(Dataset excerpt)
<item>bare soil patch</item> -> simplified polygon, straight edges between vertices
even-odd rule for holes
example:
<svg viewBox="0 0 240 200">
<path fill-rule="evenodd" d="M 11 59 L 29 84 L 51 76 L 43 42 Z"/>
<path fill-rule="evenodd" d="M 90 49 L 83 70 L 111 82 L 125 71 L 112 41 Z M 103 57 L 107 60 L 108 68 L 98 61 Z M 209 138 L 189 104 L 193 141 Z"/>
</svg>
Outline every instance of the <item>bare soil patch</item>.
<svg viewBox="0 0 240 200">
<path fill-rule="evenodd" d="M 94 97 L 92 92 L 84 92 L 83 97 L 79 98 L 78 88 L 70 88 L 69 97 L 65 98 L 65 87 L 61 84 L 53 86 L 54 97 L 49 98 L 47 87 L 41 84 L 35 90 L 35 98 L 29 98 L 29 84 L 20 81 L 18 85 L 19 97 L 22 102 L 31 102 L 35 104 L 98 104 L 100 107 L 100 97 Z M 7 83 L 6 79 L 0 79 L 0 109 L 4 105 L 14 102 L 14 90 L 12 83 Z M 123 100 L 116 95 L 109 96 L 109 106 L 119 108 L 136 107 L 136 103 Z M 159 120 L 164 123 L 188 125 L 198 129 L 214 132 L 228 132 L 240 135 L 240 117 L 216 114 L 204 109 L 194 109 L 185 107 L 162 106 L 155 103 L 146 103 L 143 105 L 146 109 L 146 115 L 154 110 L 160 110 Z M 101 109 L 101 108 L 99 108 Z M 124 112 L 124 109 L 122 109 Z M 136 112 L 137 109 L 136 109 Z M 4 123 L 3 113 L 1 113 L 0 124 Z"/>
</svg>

» **Required task**: Render all of the data above as a numbered list, omitting any blank lines.

» **Full response**:
1. <item>bare soil patch</item> -> simplified polygon, straight edges between vertices
2. even-odd rule for holes
3. example:
4. <svg viewBox="0 0 240 200">
5. <path fill-rule="evenodd" d="M 11 59 L 29 84 L 51 76 L 43 42 Z"/>
6. <path fill-rule="evenodd" d="M 90 49 L 83 70 L 111 82 L 125 71 L 112 41 Z M 103 57 L 107 60 L 108 68 L 98 61 Z M 209 138 L 189 104 L 193 141 Z"/>
7. </svg>
8. Outline every instance of the <item>bare soil patch</item>.
9. <svg viewBox="0 0 240 200">
10. <path fill-rule="evenodd" d="M 94 97 L 92 92 L 84 92 L 83 97 L 79 98 L 78 88 L 70 88 L 69 97 L 65 98 L 65 87 L 61 84 L 53 86 L 54 97 L 49 98 L 47 87 L 41 84 L 35 90 L 35 98 L 29 98 L 29 84 L 20 81 L 18 85 L 19 97 L 22 102 L 31 102 L 35 104 L 98 104 L 100 107 L 100 97 Z M 7 83 L 6 79 L 0 79 L 0 109 L 4 105 L 14 102 L 14 90 L 12 83 Z M 123 100 L 116 95 L 109 96 L 109 106 L 119 108 L 136 107 L 136 103 Z M 159 120 L 164 123 L 188 125 L 198 129 L 214 132 L 228 132 L 240 135 L 240 117 L 216 114 L 204 109 L 194 109 L 185 107 L 162 106 L 155 103 L 146 103 L 143 105 L 146 109 L 146 115 L 154 110 L 160 110 Z M 101 109 L 101 108 L 99 108 Z M 124 112 L 124 109 L 122 109 Z M 136 112 L 137 109 L 136 109 Z M 4 123 L 3 113 L 1 113 L 0 124 Z"/>
11. </svg>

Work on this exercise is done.